> Your objective: Your answer must be every line of the data that contains "mushrooms".

(Dataset entries)
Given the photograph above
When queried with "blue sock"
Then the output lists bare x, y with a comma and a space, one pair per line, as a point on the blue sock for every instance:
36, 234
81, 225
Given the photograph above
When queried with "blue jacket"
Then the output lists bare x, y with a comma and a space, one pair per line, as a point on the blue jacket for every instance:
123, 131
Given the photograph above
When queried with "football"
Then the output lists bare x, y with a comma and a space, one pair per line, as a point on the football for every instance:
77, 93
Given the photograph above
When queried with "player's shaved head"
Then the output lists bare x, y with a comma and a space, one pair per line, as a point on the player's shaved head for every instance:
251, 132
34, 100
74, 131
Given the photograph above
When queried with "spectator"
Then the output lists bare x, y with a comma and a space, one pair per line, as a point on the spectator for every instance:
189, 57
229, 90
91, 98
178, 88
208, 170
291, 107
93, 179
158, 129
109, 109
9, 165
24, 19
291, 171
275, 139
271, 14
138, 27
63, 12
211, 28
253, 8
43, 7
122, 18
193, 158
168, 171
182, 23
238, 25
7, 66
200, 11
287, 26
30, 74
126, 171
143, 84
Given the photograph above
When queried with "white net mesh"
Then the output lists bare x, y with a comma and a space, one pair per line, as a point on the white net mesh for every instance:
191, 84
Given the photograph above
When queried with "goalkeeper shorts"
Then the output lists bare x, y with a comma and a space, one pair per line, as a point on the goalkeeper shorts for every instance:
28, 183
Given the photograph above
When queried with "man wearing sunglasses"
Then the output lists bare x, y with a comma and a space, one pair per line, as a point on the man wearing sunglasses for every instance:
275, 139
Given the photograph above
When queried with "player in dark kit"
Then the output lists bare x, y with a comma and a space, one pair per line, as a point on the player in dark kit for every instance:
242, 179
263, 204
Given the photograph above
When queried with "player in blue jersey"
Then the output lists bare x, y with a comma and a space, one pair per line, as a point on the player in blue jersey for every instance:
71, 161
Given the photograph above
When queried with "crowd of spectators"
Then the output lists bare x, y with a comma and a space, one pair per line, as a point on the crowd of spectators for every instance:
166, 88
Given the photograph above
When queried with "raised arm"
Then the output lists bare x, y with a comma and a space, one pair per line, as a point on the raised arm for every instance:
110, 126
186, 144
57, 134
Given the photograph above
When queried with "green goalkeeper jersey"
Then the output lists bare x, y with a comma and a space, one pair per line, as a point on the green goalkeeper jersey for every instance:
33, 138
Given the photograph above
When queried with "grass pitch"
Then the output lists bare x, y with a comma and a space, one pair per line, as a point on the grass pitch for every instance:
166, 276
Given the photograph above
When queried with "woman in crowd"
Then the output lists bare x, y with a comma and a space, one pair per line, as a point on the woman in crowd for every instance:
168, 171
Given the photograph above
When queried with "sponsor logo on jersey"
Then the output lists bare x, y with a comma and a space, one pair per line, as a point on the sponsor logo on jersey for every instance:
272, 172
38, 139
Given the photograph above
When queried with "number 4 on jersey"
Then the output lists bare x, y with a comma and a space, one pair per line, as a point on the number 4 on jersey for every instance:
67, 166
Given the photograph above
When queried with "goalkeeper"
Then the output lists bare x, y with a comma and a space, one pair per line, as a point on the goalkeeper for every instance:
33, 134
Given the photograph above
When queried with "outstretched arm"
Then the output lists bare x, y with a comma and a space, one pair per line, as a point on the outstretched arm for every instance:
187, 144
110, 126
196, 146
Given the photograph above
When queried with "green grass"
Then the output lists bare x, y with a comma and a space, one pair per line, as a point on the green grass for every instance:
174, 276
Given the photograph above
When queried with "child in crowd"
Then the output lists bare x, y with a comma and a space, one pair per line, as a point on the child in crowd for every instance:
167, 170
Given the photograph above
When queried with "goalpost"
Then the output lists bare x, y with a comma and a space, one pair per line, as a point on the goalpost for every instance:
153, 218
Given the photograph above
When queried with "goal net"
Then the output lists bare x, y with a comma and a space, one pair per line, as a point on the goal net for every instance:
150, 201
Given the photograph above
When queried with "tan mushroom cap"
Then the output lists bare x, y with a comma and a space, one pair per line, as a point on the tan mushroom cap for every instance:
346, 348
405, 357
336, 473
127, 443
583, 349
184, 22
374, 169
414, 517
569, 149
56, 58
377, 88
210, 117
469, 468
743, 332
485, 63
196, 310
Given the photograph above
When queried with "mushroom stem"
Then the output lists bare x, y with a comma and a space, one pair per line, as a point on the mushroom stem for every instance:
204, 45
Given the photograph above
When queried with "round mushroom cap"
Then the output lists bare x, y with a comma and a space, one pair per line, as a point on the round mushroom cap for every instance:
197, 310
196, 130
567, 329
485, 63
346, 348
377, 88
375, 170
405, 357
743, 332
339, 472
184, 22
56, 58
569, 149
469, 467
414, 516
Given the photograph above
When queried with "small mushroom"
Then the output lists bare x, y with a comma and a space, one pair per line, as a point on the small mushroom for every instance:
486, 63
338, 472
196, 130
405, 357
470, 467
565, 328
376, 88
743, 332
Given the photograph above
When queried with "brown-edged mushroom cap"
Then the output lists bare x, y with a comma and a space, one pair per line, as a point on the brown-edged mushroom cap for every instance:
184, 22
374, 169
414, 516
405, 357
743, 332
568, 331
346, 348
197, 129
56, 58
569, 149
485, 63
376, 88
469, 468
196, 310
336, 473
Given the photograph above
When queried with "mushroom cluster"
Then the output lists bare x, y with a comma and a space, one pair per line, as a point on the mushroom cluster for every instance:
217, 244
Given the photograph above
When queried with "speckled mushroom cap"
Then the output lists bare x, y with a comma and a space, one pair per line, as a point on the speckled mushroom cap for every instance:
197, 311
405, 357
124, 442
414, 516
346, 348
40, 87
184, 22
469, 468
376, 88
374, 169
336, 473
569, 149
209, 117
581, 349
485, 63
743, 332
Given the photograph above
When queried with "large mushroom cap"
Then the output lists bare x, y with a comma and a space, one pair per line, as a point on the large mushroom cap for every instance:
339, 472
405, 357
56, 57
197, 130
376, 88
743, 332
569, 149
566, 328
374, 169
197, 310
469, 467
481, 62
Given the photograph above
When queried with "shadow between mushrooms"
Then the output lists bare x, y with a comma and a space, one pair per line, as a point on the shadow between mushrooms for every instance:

> Problem solution:
When queried with "shadow between mushrooms"
Then the output lists bare x, y with a comma and a space, one pair per line, as a point on the shadow between mushrooms for every instance:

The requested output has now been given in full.